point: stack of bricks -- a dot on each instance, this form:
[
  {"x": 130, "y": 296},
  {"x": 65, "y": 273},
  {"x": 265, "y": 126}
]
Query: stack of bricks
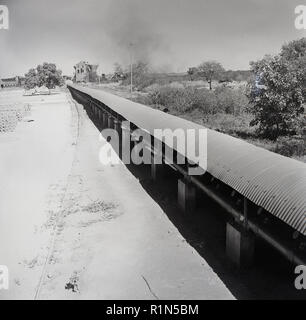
[{"x": 10, "y": 115}]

## EXERCISE
Reproduce the material above verbatim, leaving out the picture.

## SOLUTION TO THIS PROBLEM
point: stack of bricks -- a dot on each instance, this form:
[
  {"x": 130, "y": 296},
  {"x": 65, "y": 273},
  {"x": 265, "y": 126}
]
Query: stack of bricks
[{"x": 10, "y": 115}]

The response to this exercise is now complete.